_GIVEN RECORDS:_

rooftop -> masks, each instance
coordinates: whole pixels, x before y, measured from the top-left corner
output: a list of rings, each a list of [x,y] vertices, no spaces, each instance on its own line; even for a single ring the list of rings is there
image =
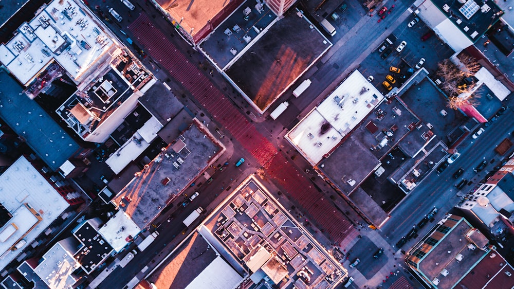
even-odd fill
[[[458,288],[512,288],[514,278],[506,274],[514,272],[498,252],[491,251],[472,268],[455,286]]]
[[[78,268],[77,263],[67,248],[61,242],[56,243],[43,256],[34,272],[48,287],[54,289],[67,289],[77,280],[71,273]]]
[[[0,10],[0,27],[2,27],[10,19],[18,10],[27,4],[29,0],[20,1],[4,1]]]
[[[239,13],[233,17],[239,23]],[[260,32],[259,37],[251,40],[254,42],[251,47],[246,47],[244,54],[226,69],[227,75],[261,111],[267,109],[332,46],[311,27],[305,17],[299,17],[291,9],[265,33]]]
[[[251,40],[258,36],[262,36],[259,34],[265,31],[266,28],[272,25],[277,20],[277,16],[267,5],[261,5],[262,9],[258,10],[251,4],[252,3],[255,3],[247,1],[240,6],[200,45],[222,69],[227,68],[227,65],[230,67],[233,61],[237,61],[245,53],[245,48],[253,45]],[[248,11],[250,12],[247,19],[245,15]]]
[[[169,202],[224,151],[223,144],[195,120],[112,202],[140,228],[147,227]]]
[[[286,137],[316,165],[383,99],[376,88],[355,70]],[[381,116],[380,119],[383,118]]]
[[[171,91],[158,81],[138,101],[163,125],[174,118],[184,107]]]
[[[231,13],[243,0],[211,1],[211,0],[156,0],[155,1],[176,21],[177,27],[193,37],[197,42],[216,27],[227,13]],[[174,23],[174,24],[175,23]]]
[[[201,235],[195,232],[168,256],[149,281],[158,288],[222,289],[232,288],[242,279]]]
[[[148,89],[156,81],[124,51],[118,52],[118,56],[102,76],[77,91],[56,111],[83,139],[86,139],[104,123],[109,127],[114,126],[104,134],[106,139],[123,120],[113,123],[106,120],[122,106],[135,106],[137,98],[145,92],[143,86],[148,83],[145,87]],[[139,92],[136,93],[137,91]]]
[[[480,39],[503,12],[494,2],[431,0],[440,11],[473,42]]]
[[[141,230],[141,228],[135,224],[130,217],[120,210],[99,229],[98,232],[115,251],[119,252]]]
[[[279,288],[293,284],[333,288],[346,275],[253,175],[216,208],[204,226],[218,251],[230,254],[250,274],[262,270]]]
[[[82,222],[72,231],[80,245],[74,257],[87,274],[101,265],[113,252],[113,247],[98,233],[100,224],[98,218]]]
[[[0,117],[52,170],[57,170],[77,152],[78,144],[35,101],[21,94],[23,88],[1,69],[0,82]]]
[[[0,175],[0,203],[13,216],[0,229],[0,268],[9,264],[42,233],[69,205],[29,161],[21,157]],[[15,225],[14,230],[11,224]],[[10,232],[7,233],[9,230]],[[22,239],[26,244],[12,247]]]
[[[446,221],[443,226],[450,226],[450,231],[427,253],[419,264],[420,270],[429,280],[437,278],[439,280],[437,285],[439,288],[453,287],[489,251],[477,248],[467,238],[467,234],[473,228],[464,219],[461,219],[453,226],[452,223],[455,222]],[[439,233],[439,231],[432,232],[432,234],[437,233]],[[483,235],[482,237],[485,239]],[[470,249],[470,246],[474,248]],[[445,270],[448,271],[447,273]],[[443,273],[446,276],[444,276]]]
[[[0,61],[22,83],[28,85],[52,61],[80,82],[96,72],[90,67],[112,57],[106,52],[116,44],[83,4],[54,0],[39,12],[0,45]]]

_PROBLEM TO SOLVE:_ Locate each line of the records that contains the word "instance", matching case, and copy those lines out.

_EXERCISE ANSWER:_
rooftop -> masks, each instance
output: a list of rings, each a list of [x,y] vertices, no spaces, each instance on its own line; even for a single ring the list of rings is there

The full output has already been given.